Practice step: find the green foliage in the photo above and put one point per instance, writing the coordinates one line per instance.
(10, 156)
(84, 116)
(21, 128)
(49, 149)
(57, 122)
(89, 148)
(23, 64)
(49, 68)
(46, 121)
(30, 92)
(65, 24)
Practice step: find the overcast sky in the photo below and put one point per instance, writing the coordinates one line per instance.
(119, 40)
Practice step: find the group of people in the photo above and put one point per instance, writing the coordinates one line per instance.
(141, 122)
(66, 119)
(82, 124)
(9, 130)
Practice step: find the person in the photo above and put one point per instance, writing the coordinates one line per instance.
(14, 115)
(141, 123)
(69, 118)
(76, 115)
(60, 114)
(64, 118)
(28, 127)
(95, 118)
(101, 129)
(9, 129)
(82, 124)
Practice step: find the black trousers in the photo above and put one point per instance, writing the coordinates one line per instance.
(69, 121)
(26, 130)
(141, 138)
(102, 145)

※ ※ ※

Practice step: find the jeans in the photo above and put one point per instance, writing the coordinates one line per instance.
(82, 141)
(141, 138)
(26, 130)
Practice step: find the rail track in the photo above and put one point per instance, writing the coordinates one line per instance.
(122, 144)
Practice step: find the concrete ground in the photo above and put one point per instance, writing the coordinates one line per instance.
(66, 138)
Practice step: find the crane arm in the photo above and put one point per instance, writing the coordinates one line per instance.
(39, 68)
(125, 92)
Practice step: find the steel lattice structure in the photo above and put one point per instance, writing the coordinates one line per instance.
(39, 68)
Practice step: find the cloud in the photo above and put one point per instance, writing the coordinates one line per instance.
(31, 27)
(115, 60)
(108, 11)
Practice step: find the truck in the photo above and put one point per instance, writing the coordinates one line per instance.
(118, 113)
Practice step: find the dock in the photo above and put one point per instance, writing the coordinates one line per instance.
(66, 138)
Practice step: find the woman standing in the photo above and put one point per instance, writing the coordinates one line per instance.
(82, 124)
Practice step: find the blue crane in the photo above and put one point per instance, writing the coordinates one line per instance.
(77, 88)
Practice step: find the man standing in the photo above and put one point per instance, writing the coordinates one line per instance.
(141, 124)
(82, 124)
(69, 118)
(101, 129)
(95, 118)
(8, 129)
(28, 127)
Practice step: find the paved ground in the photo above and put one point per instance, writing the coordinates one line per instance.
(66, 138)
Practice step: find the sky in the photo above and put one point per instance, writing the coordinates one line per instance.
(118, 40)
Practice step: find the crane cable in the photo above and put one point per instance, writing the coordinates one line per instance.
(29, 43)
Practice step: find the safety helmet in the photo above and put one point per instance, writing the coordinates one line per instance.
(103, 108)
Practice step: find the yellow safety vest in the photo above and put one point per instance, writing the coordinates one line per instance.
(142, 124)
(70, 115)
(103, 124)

※ ※ ※

=== What the task requires ===
Return every line from the records above that contains the word "ground". The match is case-sensitive.

=== The completed task ===
Practice step: find the concrete ground in the photo above and put one point per instance, writing the coordinates one line per instance.
Practice step: find the paved ground in the photo above and put one point per instance, writing the coordinates one line per instance.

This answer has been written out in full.